**Task brief:**
Below are records; please set down exactly the lines from the first through the one containing "263L870 129L531 224L83".

___ Records for this exercise ___

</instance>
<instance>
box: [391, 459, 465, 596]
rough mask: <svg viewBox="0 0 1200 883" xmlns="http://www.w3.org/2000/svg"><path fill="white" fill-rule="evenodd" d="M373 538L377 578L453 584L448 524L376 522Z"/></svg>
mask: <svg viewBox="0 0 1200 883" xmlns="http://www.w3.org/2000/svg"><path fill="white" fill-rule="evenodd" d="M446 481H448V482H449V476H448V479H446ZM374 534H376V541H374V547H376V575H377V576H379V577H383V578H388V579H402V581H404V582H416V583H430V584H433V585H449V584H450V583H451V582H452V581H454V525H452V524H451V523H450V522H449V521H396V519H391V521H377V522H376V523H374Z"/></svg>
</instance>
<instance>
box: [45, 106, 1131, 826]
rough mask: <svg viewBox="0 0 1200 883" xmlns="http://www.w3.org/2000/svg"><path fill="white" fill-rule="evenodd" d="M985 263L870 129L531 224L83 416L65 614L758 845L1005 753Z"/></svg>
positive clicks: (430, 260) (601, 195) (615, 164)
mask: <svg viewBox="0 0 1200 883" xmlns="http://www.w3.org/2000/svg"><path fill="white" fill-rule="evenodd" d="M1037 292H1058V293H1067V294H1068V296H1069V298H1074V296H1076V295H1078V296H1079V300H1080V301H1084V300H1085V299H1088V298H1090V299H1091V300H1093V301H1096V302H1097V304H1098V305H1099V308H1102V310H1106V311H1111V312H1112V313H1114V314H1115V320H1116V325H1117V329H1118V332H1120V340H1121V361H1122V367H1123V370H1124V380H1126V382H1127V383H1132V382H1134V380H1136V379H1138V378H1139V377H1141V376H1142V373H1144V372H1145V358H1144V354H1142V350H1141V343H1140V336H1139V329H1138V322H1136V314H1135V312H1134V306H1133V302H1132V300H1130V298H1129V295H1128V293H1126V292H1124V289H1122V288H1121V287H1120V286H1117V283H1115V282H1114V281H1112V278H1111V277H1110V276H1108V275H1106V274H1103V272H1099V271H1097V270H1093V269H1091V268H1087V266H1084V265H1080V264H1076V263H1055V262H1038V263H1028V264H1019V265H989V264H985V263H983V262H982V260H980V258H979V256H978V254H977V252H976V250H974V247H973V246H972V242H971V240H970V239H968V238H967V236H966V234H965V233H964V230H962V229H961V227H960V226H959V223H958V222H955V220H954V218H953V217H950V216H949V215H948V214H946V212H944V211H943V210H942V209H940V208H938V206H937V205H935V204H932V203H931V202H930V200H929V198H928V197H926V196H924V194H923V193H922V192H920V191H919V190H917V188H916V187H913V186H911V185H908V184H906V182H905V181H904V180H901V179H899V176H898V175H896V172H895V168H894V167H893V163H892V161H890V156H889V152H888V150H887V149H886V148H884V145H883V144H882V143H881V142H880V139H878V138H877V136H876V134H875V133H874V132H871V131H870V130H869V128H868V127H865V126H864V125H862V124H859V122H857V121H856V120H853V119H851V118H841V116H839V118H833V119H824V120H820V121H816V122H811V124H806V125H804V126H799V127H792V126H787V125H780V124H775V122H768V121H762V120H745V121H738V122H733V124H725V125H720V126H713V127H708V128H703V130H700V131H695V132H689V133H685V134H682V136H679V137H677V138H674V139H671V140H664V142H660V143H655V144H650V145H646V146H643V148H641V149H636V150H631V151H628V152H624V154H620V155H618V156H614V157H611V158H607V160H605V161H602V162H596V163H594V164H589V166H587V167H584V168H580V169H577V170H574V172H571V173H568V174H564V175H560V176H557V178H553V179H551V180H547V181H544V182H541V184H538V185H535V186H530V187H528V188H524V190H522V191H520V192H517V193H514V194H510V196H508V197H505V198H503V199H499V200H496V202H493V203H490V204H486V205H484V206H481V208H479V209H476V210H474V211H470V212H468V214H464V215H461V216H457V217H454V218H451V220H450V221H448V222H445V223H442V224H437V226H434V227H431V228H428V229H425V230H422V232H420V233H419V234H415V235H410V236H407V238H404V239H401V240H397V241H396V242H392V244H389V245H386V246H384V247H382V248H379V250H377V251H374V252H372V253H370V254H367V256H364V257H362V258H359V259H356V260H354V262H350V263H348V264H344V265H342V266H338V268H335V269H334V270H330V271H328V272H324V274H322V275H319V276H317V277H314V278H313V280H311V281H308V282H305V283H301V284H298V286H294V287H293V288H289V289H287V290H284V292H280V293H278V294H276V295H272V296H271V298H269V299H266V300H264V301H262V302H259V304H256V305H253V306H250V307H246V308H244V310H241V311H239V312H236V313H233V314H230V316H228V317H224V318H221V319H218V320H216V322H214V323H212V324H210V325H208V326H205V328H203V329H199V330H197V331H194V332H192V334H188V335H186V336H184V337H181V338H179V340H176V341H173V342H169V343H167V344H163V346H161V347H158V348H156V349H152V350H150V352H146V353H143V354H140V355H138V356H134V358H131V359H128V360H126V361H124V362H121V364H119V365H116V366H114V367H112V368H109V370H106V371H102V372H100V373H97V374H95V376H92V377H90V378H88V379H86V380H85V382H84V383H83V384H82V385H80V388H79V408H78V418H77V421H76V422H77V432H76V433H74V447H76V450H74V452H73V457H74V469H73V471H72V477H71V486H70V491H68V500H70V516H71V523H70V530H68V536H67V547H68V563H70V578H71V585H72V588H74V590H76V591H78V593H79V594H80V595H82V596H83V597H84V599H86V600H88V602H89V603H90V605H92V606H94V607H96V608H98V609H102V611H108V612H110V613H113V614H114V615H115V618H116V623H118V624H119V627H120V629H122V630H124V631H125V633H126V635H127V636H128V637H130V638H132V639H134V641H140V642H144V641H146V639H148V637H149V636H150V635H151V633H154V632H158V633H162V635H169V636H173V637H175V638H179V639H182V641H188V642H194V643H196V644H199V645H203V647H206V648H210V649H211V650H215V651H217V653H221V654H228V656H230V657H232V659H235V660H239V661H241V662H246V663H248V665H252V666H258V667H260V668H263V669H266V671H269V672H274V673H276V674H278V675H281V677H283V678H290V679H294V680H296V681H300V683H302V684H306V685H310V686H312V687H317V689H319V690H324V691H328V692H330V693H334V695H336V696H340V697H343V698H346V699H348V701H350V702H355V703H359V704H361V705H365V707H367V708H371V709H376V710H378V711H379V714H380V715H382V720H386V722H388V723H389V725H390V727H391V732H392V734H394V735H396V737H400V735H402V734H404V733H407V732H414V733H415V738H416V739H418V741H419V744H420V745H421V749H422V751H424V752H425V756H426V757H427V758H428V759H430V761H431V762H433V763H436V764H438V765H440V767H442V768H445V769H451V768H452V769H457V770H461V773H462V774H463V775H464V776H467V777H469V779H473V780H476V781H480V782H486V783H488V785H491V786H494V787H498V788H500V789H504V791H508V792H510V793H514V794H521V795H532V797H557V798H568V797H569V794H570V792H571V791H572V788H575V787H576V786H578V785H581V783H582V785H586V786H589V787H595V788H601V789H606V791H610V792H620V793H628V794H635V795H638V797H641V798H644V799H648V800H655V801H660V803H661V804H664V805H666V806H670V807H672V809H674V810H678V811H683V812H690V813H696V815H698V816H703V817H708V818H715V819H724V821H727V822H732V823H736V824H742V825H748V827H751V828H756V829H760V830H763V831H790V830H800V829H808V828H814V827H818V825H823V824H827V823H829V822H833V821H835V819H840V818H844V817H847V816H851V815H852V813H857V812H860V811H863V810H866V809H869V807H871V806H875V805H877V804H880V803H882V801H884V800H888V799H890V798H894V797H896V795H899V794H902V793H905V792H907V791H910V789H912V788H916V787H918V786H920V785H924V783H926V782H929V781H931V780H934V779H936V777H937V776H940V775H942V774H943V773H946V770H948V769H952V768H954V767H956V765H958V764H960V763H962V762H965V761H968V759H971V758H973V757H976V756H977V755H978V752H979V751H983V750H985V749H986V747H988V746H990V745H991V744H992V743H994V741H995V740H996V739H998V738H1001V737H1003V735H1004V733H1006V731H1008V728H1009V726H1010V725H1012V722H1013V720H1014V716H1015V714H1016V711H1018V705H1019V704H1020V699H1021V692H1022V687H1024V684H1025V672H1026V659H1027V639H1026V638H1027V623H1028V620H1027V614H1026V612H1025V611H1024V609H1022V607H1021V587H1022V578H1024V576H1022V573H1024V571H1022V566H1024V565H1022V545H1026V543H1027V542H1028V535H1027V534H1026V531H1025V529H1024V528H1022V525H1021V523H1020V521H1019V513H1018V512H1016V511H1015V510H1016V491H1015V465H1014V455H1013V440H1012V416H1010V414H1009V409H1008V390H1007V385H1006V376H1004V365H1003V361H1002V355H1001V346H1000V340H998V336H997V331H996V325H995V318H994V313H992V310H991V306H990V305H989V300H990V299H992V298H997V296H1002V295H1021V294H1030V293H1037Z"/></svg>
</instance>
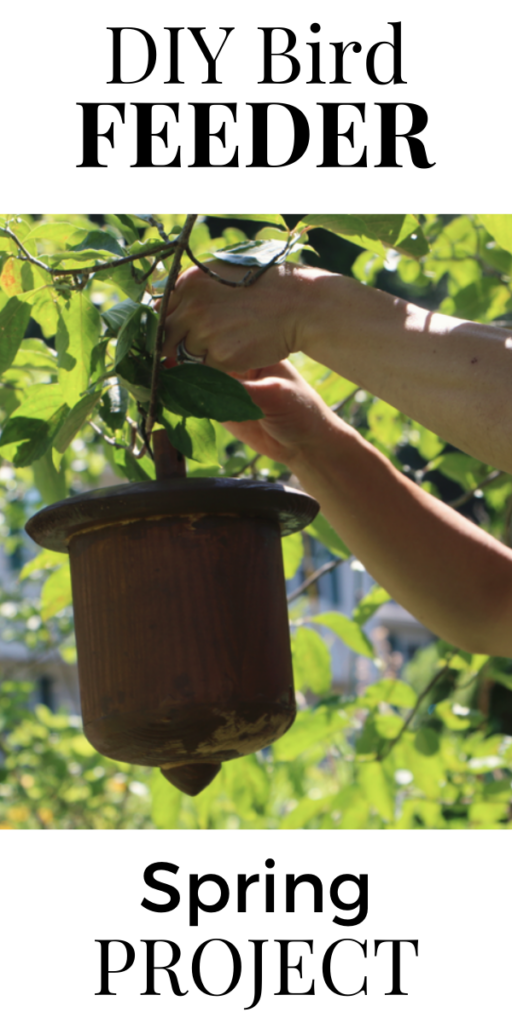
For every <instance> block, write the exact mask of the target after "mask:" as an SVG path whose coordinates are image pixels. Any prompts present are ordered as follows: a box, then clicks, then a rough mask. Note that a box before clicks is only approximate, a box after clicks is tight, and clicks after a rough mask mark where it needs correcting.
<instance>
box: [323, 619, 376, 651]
mask: <svg viewBox="0 0 512 1024" xmlns="http://www.w3.org/2000/svg"><path fill="white" fill-rule="evenodd" d="M310 622H312V623H317V624H318V626H327V628H328V629H329V630H332V631H333V633H336V636H337V637H339V638H340V640H342V641H343V643H344V644H346V646H347V647H350V648H351V650H354V651H355V652H356V653H357V654H365V656H366V657H374V656H375V651H374V648H373V646H372V644H371V643H370V640H369V639H368V637H367V635H366V634H365V633H364V632H362V630H361V628H360V626H357V623H354V622H353V621H352V620H351V618H347V616H346V615H343V614H342V613H341V611H323V612H321V613H319V615H312V616H311V620H310Z"/></svg>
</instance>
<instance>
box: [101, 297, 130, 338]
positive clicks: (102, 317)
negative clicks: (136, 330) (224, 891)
mask: <svg viewBox="0 0 512 1024" xmlns="http://www.w3.org/2000/svg"><path fill="white" fill-rule="evenodd" d="M138 308H139V303H138V302H134V301H133V299H124V301H123V302H118V303H117V305H115V306H111V308H110V309H106V310H105V311H104V312H102V313H101V316H102V318H103V319H104V322H105V324H106V327H108V328H109V329H110V331H111V332H112V334H115V335H117V334H118V332H119V331H120V330H121V328H122V327H123V324H125V323H126V321H127V319H128V317H129V316H131V315H132V313H134V312H135V310H136V309H138Z"/></svg>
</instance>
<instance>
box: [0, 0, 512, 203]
mask: <svg viewBox="0 0 512 1024" xmlns="http://www.w3.org/2000/svg"><path fill="white" fill-rule="evenodd" d="M511 29H512V9H511V7H510V4H508V3H505V2H504V0H500V2H498V3H495V4H493V5H492V6H490V7H487V8H486V9H485V11H484V12H483V11H479V12H478V16H476V17H475V16H474V15H473V16H469V14H468V7H467V4H465V3H463V2H462V0H453V2H452V3H450V4H446V3H445V2H444V0H431V2H430V3H429V4H428V5H427V6H425V5H424V4H420V3H411V0H393V2H385V3H383V2H382V0H367V2H366V3H365V4H352V5H348V6H347V5H338V4H333V3H332V0H318V2H317V3H315V4H314V10H313V9H312V8H311V5H310V4H306V3H305V2H303V0H294V2H293V3H291V2H283V3H281V4H279V5H275V3H272V2H270V0H260V2H259V3H258V4H256V5H247V4H245V5H241V4H240V3H238V2H234V0H224V2H222V3H219V4H214V5H212V4H211V3H207V2H205V0H197V2H194V3H190V4H188V5H185V6H184V7H183V6H182V5H181V6H179V5H172V4H171V5H169V4H168V3H166V2H164V0H156V2H154V3H152V4H151V5H145V6H144V5H140V4H139V3H135V2H133V0H123V2H122V3H121V2H119V0H104V2H102V3H101V4H99V3H94V4H89V5H86V6H85V7H84V6H81V7H77V6H75V7H72V8H71V7H70V4H69V2H68V0H48V2H47V3H45V4H41V3H36V2H32V3H29V4H28V5H27V4H26V5H24V10H23V14H22V12H20V9H19V8H18V7H16V6H15V5H6V6H5V7H4V9H3V11H2V36H3V44H4V45H3V47H2V60H1V62H0V86H1V92H2V97H3V103H2V144H3V157H2V162H1V168H0V194H1V195H2V197H3V204H4V207H5V206H7V207H8V209H9V211H13V210H15V211H18V212H29V210H35V209H37V210H40V211H46V212H48V211H52V212H55V213H57V212H58V213H69V212H71V211H73V212H85V211H90V210H91V209H95V210H98V211H100V212H103V211H106V212H112V211H113V210H114V209H116V210H123V211H124V212H130V213H134V212H136V211H137V210H138V209H139V208H140V206H141V205H142V207H144V201H145V206H147V199H148V198H150V197H151V203H150V205H151V207H152V209H159V210H163V211H164V210H168V209H169V207H170V206H172V207H173V209H175V210H176V211H177V212H182V211H183V210H185V209H193V208H194V209H198V208H199V209H200V211H204V210H206V209H208V210H209V211H210V212H212V213H221V212H225V211H231V212H239V213H240V212H242V211H243V210H250V211H251V212H263V211H265V210H274V209H276V208H278V207H283V206H286V207H287V209H294V210H301V209H303V207H304V204H305V205H306V206H307V207H308V208H309V209H314V210H317V212H318V213H337V212H361V213H362V212H366V213H395V212H398V211H400V212H401V211H402V210H403V209H415V210H416V209H418V207H421V209H422V210H424V211H426V212H430V211H431V210H433V209H434V208H435V209H440V210H441V211H447V210H461V209H466V210H470V211H473V212H474V211H475V210H482V211H484V212H488V213H492V212H495V213H505V212H508V210H509V204H510V182H509V179H510V170H509V166H510V155H511V146H512V141H511V136H510V132H509V131H508V121H509V117H508V97H509V91H510V82H509V78H510V73H509V68H510V52H509V50H510V34H511ZM208 165H210V166H208ZM306 201H307V202H306ZM144 208H145V207H144Z"/></svg>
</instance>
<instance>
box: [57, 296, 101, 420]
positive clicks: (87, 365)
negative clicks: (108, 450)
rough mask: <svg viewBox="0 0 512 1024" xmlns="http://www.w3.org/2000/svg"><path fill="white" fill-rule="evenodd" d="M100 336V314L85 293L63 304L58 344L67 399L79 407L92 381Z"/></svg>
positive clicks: (63, 379) (62, 391)
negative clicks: (78, 400) (88, 386)
mask: <svg viewBox="0 0 512 1024" xmlns="http://www.w3.org/2000/svg"><path fill="white" fill-rule="evenodd" d="M98 338H99V313H98V311H97V309H96V308H95V307H94V306H93V304H92V302H91V301H90V299H89V298H88V296H87V295H86V294H85V293H84V292H73V293H72V294H71V295H70V298H69V299H68V300H67V301H66V302H63V303H61V305H60V308H59V314H58V325H57V333H56V337H55V345H56V350H57V354H58V368H59V372H58V380H59V383H60V386H61V390H62V395H63V398H65V401H66V402H67V403H68V404H69V407H70V409H71V408H73V407H74V406H76V403H77V402H78V400H79V399H80V397H81V396H82V394H83V392H84V391H85V390H86V389H87V386H88V384H89V373H90V369H91V355H92V349H93V347H94V345H95V344H96V342H97V340H98Z"/></svg>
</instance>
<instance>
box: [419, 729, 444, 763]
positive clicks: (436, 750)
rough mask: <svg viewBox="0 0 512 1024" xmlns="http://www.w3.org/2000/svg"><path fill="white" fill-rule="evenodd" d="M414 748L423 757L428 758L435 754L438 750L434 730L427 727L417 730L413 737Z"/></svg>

___

**Task response:**
</instance>
<instance>
box: [391, 459, 465, 596]
rough mask: <svg viewBox="0 0 1200 883" xmlns="http://www.w3.org/2000/svg"><path fill="white" fill-rule="evenodd" d="M373 538L377 578L453 584L448 524L376 522Z"/></svg>
mask: <svg viewBox="0 0 1200 883" xmlns="http://www.w3.org/2000/svg"><path fill="white" fill-rule="evenodd" d="M446 481H448V482H449V476H448V479H446ZM374 534H376V541H374V547H376V575H377V576H379V577H383V578H388V579H402V581H404V582H416V583H430V584H433V585H449V584H450V583H451V582H452V581H454V525H452V524H451V523H450V522H449V521H396V519H391V521H377V522H376V523H374Z"/></svg>
</instance>
<instance>
box: [45, 106, 1131, 826]
rough mask: <svg viewBox="0 0 1200 883" xmlns="http://www.w3.org/2000/svg"><path fill="white" fill-rule="evenodd" d="M985 263L870 129L531 224L83 416L65 614L758 845L1005 753Z"/></svg>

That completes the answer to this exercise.